:: Records provided ::
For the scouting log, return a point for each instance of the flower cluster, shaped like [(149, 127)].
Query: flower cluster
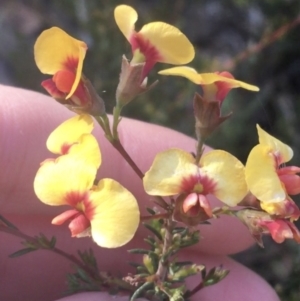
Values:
[(271, 183), (106, 211), (263, 187)]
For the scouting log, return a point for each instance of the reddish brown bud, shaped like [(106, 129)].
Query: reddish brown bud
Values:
[(130, 83), (208, 116)]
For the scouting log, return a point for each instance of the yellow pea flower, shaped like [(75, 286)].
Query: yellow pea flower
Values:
[(58, 54), (74, 137), (174, 172), (106, 211), (268, 180), (155, 42), (215, 85)]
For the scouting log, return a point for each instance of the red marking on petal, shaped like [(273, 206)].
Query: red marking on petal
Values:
[(65, 216), (51, 88), (71, 63), (64, 149), (89, 209), (279, 229), (81, 96), (150, 52), (291, 183), (190, 202), (74, 198), (190, 183), (64, 80), (223, 88), (79, 224), (287, 170), (204, 203)]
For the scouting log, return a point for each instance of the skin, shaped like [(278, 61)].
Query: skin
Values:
[(26, 120)]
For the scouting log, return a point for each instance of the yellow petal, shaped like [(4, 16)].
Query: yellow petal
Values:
[(184, 71), (116, 214), (55, 50), (206, 78), (58, 180), (173, 46), (69, 132), (87, 150), (228, 174), (281, 150), (168, 170), (125, 17), (261, 176)]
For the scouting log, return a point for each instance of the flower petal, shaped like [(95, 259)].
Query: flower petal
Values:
[(282, 151), (64, 180), (261, 175), (173, 46), (125, 17), (206, 78), (87, 150), (167, 172), (115, 215), (55, 50), (184, 71), (228, 174), (69, 133)]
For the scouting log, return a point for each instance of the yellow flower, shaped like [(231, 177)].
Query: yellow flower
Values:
[(267, 180), (58, 54), (155, 42), (174, 172), (215, 85), (106, 211), (74, 137)]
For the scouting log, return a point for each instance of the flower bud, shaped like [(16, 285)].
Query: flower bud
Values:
[(130, 83), (208, 116)]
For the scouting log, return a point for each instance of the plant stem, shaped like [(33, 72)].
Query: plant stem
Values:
[(195, 290), (33, 240), (118, 146), (104, 276), (156, 216), (200, 150), (162, 270), (113, 138)]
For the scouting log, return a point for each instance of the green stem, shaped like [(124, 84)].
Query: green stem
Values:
[(104, 276), (118, 146), (113, 137), (156, 216), (162, 270), (200, 149), (195, 290), (116, 121), (103, 121)]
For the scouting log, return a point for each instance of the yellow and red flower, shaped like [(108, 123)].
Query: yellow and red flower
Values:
[(215, 85), (174, 172), (106, 211), (259, 223), (268, 180), (155, 42), (58, 54)]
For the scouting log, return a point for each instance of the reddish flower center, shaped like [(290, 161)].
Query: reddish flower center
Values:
[(198, 183), (150, 52), (64, 80)]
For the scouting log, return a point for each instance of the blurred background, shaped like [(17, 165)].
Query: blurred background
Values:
[(258, 41)]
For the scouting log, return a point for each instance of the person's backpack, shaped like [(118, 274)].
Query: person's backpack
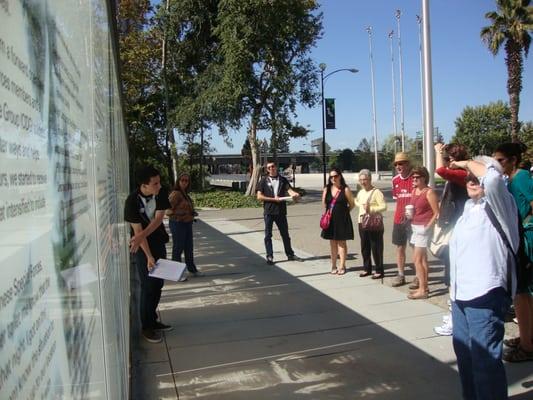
:::
> [Task to complete] Write out the data word for word. Any picture is to be skipped.

> [Task result]
For the scouting log, return a point for each instance of the flower cluster, shaped like [(149, 127)].
Query: flower cluster
Values:
[(271, 183), (106, 211), (263, 187)]
For the scouting log, return a point for each instance of the reddish brown bud, shaped like [(106, 129)].
Query: reddish brown bud
Values:
[(130, 83), (208, 116)]
For the scouting log, return a point for each instance of the yellow pea flower, shaped like [(75, 286)].
Query: yellow pea flower
Values:
[(58, 54), (74, 137), (174, 172), (106, 211), (268, 180), (155, 42), (215, 85)]
For the scouting log, return a point for each instance of the red marking on petal, shaped like [(273, 206)].
Query: red marking on petal
Values:
[(65, 216), (51, 88), (71, 63), (64, 149), (89, 209), (279, 229), (81, 96), (150, 52), (291, 183), (190, 202), (74, 198), (190, 183), (64, 80), (223, 88), (79, 224), (287, 170), (204, 203)]
For the scouting log, return a point for each instance of the skin, shaped like [(278, 61)].
Query: skin
Values:
[(26, 120)]
For the scouting log, return a point for each instance of the yellow petal, shaped like [(4, 16)].
Query: yellow petal
Values:
[(184, 71), (116, 214), (55, 50), (206, 78), (58, 180), (173, 46), (69, 132), (87, 150), (228, 174), (281, 150), (168, 170), (125, 17), (261, 176)]
For the scouting log, return a point for each instance of the flower petal, shaped like [(95, 259)].
Query: flower petal
Values:
[(282, 151), (64, 180), (261, 175), (173, 46), (125, 17), (206, 78), (87, 150), (167, 172), (115, 215), (55, 50), (184, 71), (228, 174), (69, 133)]
For the scouting log, return a point for each instance of the yellow flower, shaped like [(231, 177)].
Query: yellow flower
Values:
[(267, 180), (58, 54), (155, 42), (174, 172), (215, 85), (106, 211), (74, 137)]
For the scouting log, return a point for each instance of the flower bud, shaped like [(16, 285)].
Query: flower bud
Values:
[(130, 83), (208, 116)]
For the scouting log, return a point for each instance of the plant stem, shaped like [(33, 72)].
Query: plant stem
Values:
[(195, 290), (33, 240), (118, 146), (104, 276), (156, 216), (200, 150), (162, 270), (113, 138)]
For the scouting log, return a point for each instance of the green stem, shaped like [(124, 84)].
Query: green stem
Values:
[(104, 276), (118, 146), (113, 137), (156, 216), (162, 270), (200, 149), (195, 290), (116, 121), (103, 121)]
For the scouting log, return a point for each instance of the yellow and red flower, shaped like [(108, 123)].
Query: yellow and red flower
Values:
[(215, 85), (174, 172), (106, 211), (259, 223), (268, 180), (155, 42), (58, 54)]
For the scouting log, return a point for each instance of the reddish flower center, shaped like [(290, 161)].
Query: reddish flower center
Values:
[(198, 183), (150, 52), (64, 80)]
For the scouting log, return a point for each instance of the blurred background, shaped like [(17, 165)].
Query: blurred background
Values:
[(258, 41)]
For the scouting log, return a point for each instance of the person's backpack, shaped like [(118, 274)].
Query: person's backpack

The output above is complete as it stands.